[Dataset excerpt]
— begin —

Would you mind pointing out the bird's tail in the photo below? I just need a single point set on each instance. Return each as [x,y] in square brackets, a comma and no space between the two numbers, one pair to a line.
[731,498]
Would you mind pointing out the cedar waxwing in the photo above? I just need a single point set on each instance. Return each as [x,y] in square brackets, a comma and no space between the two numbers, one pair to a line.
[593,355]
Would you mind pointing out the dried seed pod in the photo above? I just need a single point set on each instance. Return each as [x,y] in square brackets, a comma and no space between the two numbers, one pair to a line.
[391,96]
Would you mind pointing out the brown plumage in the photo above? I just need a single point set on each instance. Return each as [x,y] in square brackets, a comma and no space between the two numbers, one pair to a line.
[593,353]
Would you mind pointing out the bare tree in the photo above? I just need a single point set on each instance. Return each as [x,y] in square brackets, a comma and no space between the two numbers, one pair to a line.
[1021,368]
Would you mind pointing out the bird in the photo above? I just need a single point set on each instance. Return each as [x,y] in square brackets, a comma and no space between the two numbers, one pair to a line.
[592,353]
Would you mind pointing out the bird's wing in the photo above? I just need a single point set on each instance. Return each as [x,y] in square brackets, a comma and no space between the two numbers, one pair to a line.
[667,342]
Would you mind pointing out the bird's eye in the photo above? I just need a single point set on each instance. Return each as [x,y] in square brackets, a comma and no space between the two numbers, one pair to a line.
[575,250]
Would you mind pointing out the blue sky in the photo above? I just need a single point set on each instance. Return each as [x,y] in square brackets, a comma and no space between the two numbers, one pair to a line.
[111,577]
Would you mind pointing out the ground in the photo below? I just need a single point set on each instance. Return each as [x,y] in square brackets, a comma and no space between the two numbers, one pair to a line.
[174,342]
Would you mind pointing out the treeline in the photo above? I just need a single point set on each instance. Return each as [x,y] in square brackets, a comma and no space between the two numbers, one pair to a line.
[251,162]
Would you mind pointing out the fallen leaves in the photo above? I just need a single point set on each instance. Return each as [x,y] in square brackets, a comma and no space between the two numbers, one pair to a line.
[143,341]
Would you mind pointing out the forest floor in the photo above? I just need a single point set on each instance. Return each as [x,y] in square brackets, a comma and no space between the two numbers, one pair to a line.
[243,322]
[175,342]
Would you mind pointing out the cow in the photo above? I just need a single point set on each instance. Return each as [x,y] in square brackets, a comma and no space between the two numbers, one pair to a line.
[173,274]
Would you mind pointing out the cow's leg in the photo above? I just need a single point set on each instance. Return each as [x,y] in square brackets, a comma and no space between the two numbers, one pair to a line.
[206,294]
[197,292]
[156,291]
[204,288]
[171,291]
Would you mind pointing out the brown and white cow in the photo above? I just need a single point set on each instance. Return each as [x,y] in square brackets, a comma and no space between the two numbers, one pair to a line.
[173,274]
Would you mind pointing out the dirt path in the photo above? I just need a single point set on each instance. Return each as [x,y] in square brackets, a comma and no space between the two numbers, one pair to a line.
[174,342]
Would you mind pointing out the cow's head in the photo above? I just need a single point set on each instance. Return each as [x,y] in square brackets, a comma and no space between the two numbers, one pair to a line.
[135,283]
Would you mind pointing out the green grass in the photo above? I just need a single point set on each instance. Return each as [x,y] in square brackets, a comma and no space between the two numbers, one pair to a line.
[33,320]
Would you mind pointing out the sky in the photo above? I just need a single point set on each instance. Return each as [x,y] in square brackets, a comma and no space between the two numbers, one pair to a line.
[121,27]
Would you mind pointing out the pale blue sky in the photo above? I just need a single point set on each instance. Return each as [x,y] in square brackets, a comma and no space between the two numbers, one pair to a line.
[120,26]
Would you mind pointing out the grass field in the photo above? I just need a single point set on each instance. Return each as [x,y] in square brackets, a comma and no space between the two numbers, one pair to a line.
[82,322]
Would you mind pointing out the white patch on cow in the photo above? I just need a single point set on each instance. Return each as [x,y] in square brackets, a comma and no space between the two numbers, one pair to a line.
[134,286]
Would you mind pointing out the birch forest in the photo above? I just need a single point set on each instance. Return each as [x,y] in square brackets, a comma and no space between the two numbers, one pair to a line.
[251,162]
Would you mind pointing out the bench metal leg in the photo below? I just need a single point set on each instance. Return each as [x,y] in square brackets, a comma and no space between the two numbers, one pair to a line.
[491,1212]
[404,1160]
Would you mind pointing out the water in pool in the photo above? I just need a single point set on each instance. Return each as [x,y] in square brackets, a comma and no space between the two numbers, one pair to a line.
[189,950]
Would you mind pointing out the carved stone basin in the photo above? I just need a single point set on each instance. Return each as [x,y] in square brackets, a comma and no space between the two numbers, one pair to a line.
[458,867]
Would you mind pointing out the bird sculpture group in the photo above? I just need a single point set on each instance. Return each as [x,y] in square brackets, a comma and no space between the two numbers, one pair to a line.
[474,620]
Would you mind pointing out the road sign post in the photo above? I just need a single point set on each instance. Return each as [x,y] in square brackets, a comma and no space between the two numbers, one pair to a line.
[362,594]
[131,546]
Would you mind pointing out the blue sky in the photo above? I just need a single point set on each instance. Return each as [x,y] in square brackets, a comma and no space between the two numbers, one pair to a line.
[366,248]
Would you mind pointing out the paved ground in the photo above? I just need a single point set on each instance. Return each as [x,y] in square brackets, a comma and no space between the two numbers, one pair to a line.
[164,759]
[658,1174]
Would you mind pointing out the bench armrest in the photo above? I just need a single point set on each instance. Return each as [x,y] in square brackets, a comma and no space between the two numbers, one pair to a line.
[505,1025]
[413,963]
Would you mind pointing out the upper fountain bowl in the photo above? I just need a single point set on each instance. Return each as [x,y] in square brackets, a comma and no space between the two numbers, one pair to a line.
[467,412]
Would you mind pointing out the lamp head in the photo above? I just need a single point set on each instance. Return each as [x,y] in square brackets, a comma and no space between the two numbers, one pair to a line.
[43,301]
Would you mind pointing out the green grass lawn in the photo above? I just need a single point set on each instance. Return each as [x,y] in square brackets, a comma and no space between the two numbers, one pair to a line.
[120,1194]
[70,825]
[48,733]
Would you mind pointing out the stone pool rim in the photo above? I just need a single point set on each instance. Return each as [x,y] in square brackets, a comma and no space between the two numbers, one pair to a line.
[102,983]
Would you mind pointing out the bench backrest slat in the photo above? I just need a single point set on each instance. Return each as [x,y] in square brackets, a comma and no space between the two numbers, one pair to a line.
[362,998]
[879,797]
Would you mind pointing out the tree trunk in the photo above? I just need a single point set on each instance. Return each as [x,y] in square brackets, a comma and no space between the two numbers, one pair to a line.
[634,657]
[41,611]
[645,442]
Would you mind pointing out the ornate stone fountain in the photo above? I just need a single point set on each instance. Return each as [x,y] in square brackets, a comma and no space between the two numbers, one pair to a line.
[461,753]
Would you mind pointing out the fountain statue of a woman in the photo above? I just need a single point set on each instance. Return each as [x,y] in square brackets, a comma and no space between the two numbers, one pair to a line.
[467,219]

— end —

▶ [Work to be completed]:
Set down the listing above line for line, verbatim and with nothing altered.

▶ [Written solution]:
Would you mind pointing out the bird's tail in the photo below? I just need a single point set on each instance. Return each as [x,y] in square brackets, a comma and no space between the two numbers, one pair to a line.
[731,498]
Would you mind pointing out the cedar waxwing in the photo above? I just need a single point set on each instance. Return each as [x,y] in square brackets, a comma and no space between the two numbers, one pair to a line.
[593,355]
Would you mind pointing out the dried seed pod in the photo above? I just need a single point set on each instance. Return each as [x,y] in square brackets, a comma and no space between the two numbers, one pair to a line.
[391,96]
Would you mind pointing out the brown plumage in the photo above? I just need a single point set on each instance. Return each as [x,y] in square brackets, a comma and no space between the two numbers, one pair to a line.
[593,353]
Would you mind pointing out the bare tree in the photo above? I just need a single point set on each instance. Return each as [x,y] in square brackets, a comma and no space between the two numbers, one pair to a line.
[1021,368]
Would you mind pointing out the bird in the photo above? I just need a single point set on each instance. Return each as [x,y] in square brackets, a comma and no space between the two numbers, one pair to a line.
[592,353]
Would you mind pointing out the bird's wing in the photo above? I just need a single point set on each instance. Return each as [x,y] in square brackets, a comma and no space between the two numbers, one pair to a line.
[667,342]
Would you mind pointing out the bird's eye in the photo above? I just need a single point set on each instance. Return each as [x,y] in square brackets, a comma and no space between the two numbers, one pair to a line.
[575,250]
Would you mind pointing out the blue sky in the photo above? I just need a single point set on each instance. Return each as [x,y] in square brackets, a comma and no space between the two numbers, one pair to a line.
[111,577]
Would you mind pointing out the ground in the photo below? I just need a single point set on each instance. Return each as [x,y] in square brackets, a comma and no space between the two numbers, one pair to a line.
[174,342]
Would you mind pointing out the treeline in the photo above? I just need a single point set on each instance. Return each as [x,y] in square brackets, a comma and no space between the two numbers, one pair to a line.
[251,162]
Would you mind pointing out the fallen leaves in the photo above? I just need a single point set on each instance. Return each as [x,y] in square brackets, a comma and no space between the two numbers, one pair to a line.
[143,341]
Would you mind pointing out the forest floor in the photo above? I just need a single point set on each instance. Return each as [x,y] in square brackets, a comma and no space between the two numbers, one pair to a line.
[243,322]
[175,342]
Would you mind pointing out the cow in the photo above? I just need a single point set on each instance. Return each as [x,y] in square brackets, a comma and no space between the two numbers, one pair to a line.
[173,274]
Would you mind pointing out the cow's leg in the photo above? I just need a single point set on each instance. Return each as [x,y] in square brackets, a comma and no space between the two numbers, one pair to a line.
[206,294]
[197,292]
[156,291]
[204,288]
[171,291]
Would you mind pointing out the brown and white cow in the photo above? I just need a single point set on each instance. Return each as [x,y] in square brackets, a comma and no space between the two numbers, one pair to a line.
[173,274]
Would you mind pointing out the dirt path in the photo above? I just need a single point set on each instance. Return each as [x,y] in square brackets, a comma and no space between the two numbers, one pair to a line.
[174,342]
Would you mind pointing out the cow's head in the photo above? I just need a single point set on each instance. Return each as [x,y] in square brackets, a comma and no space between the two numbers, one pair to a line.
[135,283]
Would you mind pointing out the green grass in the photo above? I just need a single point set on each instance. Return each as [x,y] in square brackets, a comma and no space between the two numbers, one pair to a line.
[33,320]
Would you mind pointing out the sky in the photo above? I just need a single point set on each instance. Return each as [x,y] in square brackets, a comma and no space between the two numbers, one pair to a line.
[121,27]
Would you mind pointing out the pale blue sky in the photo above? I just need a single point set on each instance. Return each as [x,y] in square brackets, a comma and no space between the two numbers, one pair to a line.
[120,26]
Would you mind pointing out the grass field in the photo above? I just need a single point set on each instance. Return each as [x,y] in square brackets, a comma and no space between the two numbers, one pair to a line.
[82,322]
Would you mind pointing out the white patch on cow in the photo above? I just need a single point set on each instance. Return each as [x,y] in square brackets, a comma and no space between the two numbers, one pair to a line.
[134,286]
Would you mind pointing out the birch forest in the photo above? I just need a single point set on each instance. Return each as [x,y] in square brackets, a comma and no space between the two numbers, one pair to a line.
[251,162]
Would you mind pointing out the bench metal leg in the photo below? I just need a single point set on each instance. Return each as [x,y] in square brackets, a comma and no space between the two numbers, one pair to a line.
[491,1212]
[404,1160]
Would you mind pointing out the water in pool in the photo above? I just need a single point set on each instance. Return each as [x,y] in square brackets, a comma and no space between the two numbers, one pair to a line.
[189,950]
Would you mind pointing out the carved stone basin in the photo above? I just need a single point set on each instance. Return each as [x,y] in square brackets, a comma and no space between the two numbers, one pair to a line.
[458,867]
Would you mind pointing out the bird sculpture group in the photo above? I just need a single point set on each instance. Return each as [x,y] in square brackets, a comma and no space between the two numbers, one pair to a line.
[474,620]
Would you mind pointing out the road sign post in the photo above? I just need a single point set on each instance. Return each as [x,y] in square brackets, a comma and no space between the two numbers, one pair to a line.
[362,594]
[131,546]
Would you mind pointing out the blue sky in the photo above? I just need a single point set on each instance. Return each as [x,y] in square brackets, a comma and no space between the two numbers, one pair to a line.
[366,248]
Would you mind pointing out the paved ground in the photo above? I just need a single point set on each instance. Return each as [x,y] in square brackets, a comma and no space between the two numbers, one pair to a line.
[164,759]
[658,1174]
Would you mind pointing out the bench armrest in the photo above? I just need a single point set on each instance. Return each as [x,y] in square brackets, a comma and no space between the two numbers, one pair to a line.
[505,1025]
[413,963]
Would you mind pointing out the upper fountain bowl in the photo above? I just need a single point set on each instance. Return each as [x,y] in square brackets, a comma and no space between the two numbers, one pair to a line.
[467,412]
Would you mind pointing out the lamp head in the photo above? I just need a single point set on each instance. Return each as [x,y] in square brackets, a comma and no space between the two numbers, one pair to a line.
[43,301]
Would you mind pointing out the green grass lawn in the photo above? I just need a single point set on each instance. Return each as [x,y] in square brackets, a comma and no space between the two numbers, one pair to a line.
[120,1194]
[70,825]
[48,733]
Would you mind pointing out the stone pool rim in the photo above? I just need a single point set on each instance. Return each as [x,y] in square brackets, a comma and no space between the two numbers, one pair to a line.
[102,983]
Would you mind pointing out the bench backrest slat in the photo above? I just need a single point set on each instance. Return each as [x,y] in square brackets, a comma and no space between the two numbers, one pair to a line.
[362,998]
[879,797]
Would you mind pointing out the tree trunk in the photo above? I just need a single point set on each instance. Return each as [x,y] in square brackets, a comma and no space between the two numbers, one pair to a line.
[634,657]
[41,611]
[645,442]
Would you mind pointing out the ornate stone fountain in the photo above? I just need a single point set on each instance. Return each as [x,y] in square brackets, a comma and no space between the two numbers, one pair to a line.
[461,753]
Would you mind pointing out the fountain statue of a woman in the photo above? I just need a single point set on each instance. Return each as [x,y] in square brackets, a comma and no space between the two numbers, one pair to a line.
[467,219]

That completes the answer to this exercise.